>> BEGIN Data provided

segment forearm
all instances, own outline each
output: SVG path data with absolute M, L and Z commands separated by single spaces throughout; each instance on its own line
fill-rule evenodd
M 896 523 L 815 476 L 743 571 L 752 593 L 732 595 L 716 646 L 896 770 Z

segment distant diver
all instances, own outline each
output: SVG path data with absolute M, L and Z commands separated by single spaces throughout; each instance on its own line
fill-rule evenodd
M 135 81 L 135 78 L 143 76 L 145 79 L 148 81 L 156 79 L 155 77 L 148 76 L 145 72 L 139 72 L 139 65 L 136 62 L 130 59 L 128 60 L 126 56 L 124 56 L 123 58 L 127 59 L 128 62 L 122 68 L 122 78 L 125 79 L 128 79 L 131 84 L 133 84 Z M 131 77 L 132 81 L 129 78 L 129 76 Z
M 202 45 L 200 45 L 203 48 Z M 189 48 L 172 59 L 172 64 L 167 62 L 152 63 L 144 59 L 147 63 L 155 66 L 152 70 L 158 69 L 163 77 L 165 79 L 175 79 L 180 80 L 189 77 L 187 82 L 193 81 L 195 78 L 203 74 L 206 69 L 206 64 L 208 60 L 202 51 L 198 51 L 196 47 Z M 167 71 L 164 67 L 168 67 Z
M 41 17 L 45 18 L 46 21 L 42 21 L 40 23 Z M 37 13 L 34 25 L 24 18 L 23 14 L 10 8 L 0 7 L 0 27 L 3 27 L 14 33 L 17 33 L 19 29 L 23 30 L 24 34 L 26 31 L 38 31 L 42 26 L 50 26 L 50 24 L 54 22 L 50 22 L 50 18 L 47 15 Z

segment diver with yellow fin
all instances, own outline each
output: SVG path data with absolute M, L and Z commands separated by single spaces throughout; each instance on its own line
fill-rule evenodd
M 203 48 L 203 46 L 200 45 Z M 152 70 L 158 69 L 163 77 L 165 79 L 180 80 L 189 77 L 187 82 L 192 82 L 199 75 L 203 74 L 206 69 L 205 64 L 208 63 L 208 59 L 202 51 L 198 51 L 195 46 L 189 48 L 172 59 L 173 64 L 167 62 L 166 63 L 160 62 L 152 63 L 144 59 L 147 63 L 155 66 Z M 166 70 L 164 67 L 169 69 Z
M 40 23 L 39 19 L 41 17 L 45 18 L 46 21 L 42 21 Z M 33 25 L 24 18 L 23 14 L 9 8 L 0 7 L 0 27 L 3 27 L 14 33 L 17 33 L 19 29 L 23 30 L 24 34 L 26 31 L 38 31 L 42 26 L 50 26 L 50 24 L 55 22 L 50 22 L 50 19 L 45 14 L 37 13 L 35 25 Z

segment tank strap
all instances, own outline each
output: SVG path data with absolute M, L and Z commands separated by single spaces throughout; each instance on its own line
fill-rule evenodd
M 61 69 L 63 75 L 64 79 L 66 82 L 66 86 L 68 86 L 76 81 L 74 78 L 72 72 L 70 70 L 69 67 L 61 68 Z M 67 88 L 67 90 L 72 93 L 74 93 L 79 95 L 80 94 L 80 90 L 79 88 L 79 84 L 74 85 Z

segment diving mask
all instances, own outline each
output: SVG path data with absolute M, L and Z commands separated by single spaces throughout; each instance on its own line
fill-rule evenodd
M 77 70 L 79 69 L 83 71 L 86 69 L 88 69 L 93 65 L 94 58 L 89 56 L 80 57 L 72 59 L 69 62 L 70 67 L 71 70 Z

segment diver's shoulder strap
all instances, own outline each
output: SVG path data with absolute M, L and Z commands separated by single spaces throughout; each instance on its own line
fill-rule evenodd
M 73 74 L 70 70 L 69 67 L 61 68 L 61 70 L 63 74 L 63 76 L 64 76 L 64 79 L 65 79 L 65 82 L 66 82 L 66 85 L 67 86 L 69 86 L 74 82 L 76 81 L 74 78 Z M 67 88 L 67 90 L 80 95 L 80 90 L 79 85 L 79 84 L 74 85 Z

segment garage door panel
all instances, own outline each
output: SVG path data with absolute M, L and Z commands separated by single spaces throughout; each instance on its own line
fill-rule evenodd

>> END Data provided

*Work to do:*
Make an exact copy of every line in the data.

*The reply:*
segment forearm
all instances, own outline each
output: SVG path data with absolute M, L and Z commands separated by single spaces throughout; each instance on its own line
fill-rule evenodd
M 896 523 L 815 476 L 743 571 L 752 593 L 732 595 L 716 646 L 896 770 Z

segment distant diver
all instances, own outline each
output: SVG path data with absolute M, L and Z commands separated by single spaces throughout; each instance on its own line
fill-rule evenodd
M 135 81 L 135 78 L 143 76 L 145 79 L 148 81 L 156 79 L 155 77 L 148 76 L 145 72 L 139 72 L 139 65 L 136 62 L 130 59 L 128 60 L 126 56 L 124 56 L 123 58 L 127 59 L 128 62 L 122 68 L 122 78 L 125 79 L 128 79 L 131 84 L 133 84 Z M 131 77 L 132 81 L 129 78 L 129 76 Z
M 202 45 L 200 45 L 203 48 Z M 189 48 L 172 59 L 172 64 L 167 62 L 152 63 L 144 59 L 147 63 L 155 66 L 152 70 L 158 69 L 163 77 L 165 79 L 175 79 L 180 80 L 189 77 L 187 82 L 193 81 L 195 78 L 203 74 L 206 69 L 206 64 L 208 60 L 202 51 L 198 51 L 196 47 Z M 167 71 L 164 67 L 168 67 Z
M 41 17 L 45 18 L 46 21 L 42 21 L 40 23 Z M 37 13 L 34 25 L 24 18 L 23 14 L 10 8 L 0 7 L 0 27 L 3 27 L 14 33 L 17 33 L 19 29 L 23 30 L 24 34 L 26 31 L 38 31 L 42 26 L 50 26 L 50 24 L 54 22 L 50 22 L 50 18 L 47 15 Z

segment diver with yellow fin
all instances, own outline each
output: SVG path data with absolute M, L and Z commands separated by single spaces throughout; each instance on its own line
fill-rule evenodd
M 203 48 L 203 46 L 200 45 Z M 152 70 L 158 69 L 163 77 L 165 79 L 180 80 L 189 77 L 187 82 L 192 82 L 199 75 L 203 74 L 206 69 L 205 64 L 208 63 L 208 59 L 202 51 L 198 51 L 195 46 L 189 48 L 172 59 L 173 64 L 167 62 L 166 63 L 160 62 L 152 63 L 144 59 L 147 63 L 155 66 Z M 166 70 L 164 67 L 169 69 Z
M 40 23 L 39 19 L 41 17 L 45 18 L 46 21 L 42 21 Z M 33 25 L 24 18 L 23 14 L 9 8 L 0 7 L 0 27 L 3 27 L 14 33 L 17 33 L 19 29 L 23 30 L 24 34 L 26 31 L 38 31 L 42 26 L 50 26 L 50 24 L 55 22 L 50 22 L 50 19 L 45 14 L 37 13 L 35 25 Z

segment tank strap
all instances, own outline each
output: SVG path data with absolute M, L and Z commands separated by single spaces throughout; each instance on its own line
fill-rule evenodd
M 61 69 L 63 75 L 64 79 L 66 82 L 66 86 L 68 86 L 76 81 L 74 78 L 72 72 L 70 70 L 69 67 L 61 68 Z M 67 88 L 67 90 L 72 93 L 74 93 L 79 95 L 80 94 L 80 90 L 79 88 L 79 84 L 74 85 Z

segment diving mask
all instances, own outline each
output: SVG path data with absolute M, L and Z commands separated by single spaces throughout; each instance on its own line
fill-rule evenodd
M 77 70 L 79 69 L 83 71 L 86 69 L 88 69 L 93 65 L 94 58 L 89 56 L 80 57 L 72 59 L 69 62 L 70 67 L 71 70 Z

segment diver's shoulder strap
all instances, own outline each
output: SVG path data with absolute M, L and Z commands separated by single spaces throughout; each instance on its own line
fill-rule evenodd
M 73 74 L 70 70 L 69 67 L 61 68 L 61 70 L 63 74 L 63 76 L 64 76 L 64 79 L 65 79 L 65 82 L 66 82 L 66 85 L 67 86 L 69 86 L 74 82 L 76 81 L 74 78 Z M 67 88 L 67 90 L 80 95 L 80 90 L 79 85 L 79 84 L 74 85 Z

segment garage door panel
all instances, own outline each
output: SVG path data with absolute M, L and Z commands separated by single spaces throughout; each instance on its own line
fill-rule evenodd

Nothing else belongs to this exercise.